TASK BRIEF
Reproduce every line of the items below, requests included, shifting each coordinate in the mask lists by adding 74 to it. Leave the pictures out.

EXCERPTED DATA
################

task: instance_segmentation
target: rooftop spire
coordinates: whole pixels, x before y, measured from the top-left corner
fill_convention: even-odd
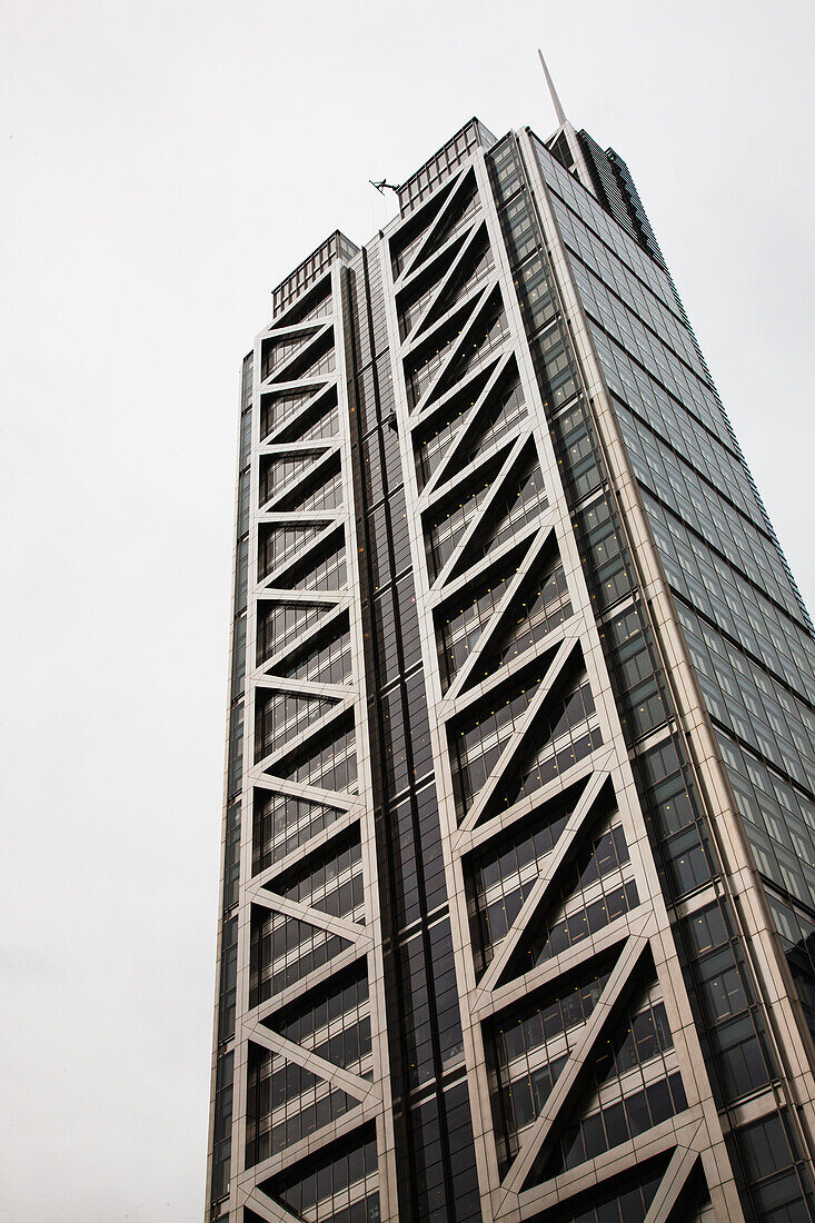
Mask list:
[[[563,125],[567,121],[565,113],[563,110],[563,106],[560,105],[560,99],[558,98],[558,91],[554,88],[554,82],[549,76],[549,70],[546,66],[546,60],[543,59],[543,51],[541,50],[540,46],[537,49],[537,55],[541,61],[541,67],[543,68],[543,76],[546,77],[546,83],[549,87],[549,95],[552,98],[552,105],[554,106],[554,114],[558,116],[558,124],[560,125],[560,127],[563,127]]]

################

ANSWER FOR THIS EXERCISE
task: instance_segmentation
target: rooftop spire
coordinates: whole pixels, x before y, measured from the top-left corner
fill_convention: even-odd
Mask list:
[[[637,199],[641,195],[639,187],[637,184],[637,180],[634,179],[634,173],[632,172],[632,165],[628,162],[628,156],[623,150],[623,144],[620,140],[620,134],[617,133],[617,125],[615,124],[614,120],[611,123],[611,129],[615,135],[615,141],[617,142],[617,150],[620,151],[620,157],[623,161],[623,169],[626,172],[626,179],[628,180],[628,188],[632,190],[632,198],[634,199],[634,201],[637,201]]]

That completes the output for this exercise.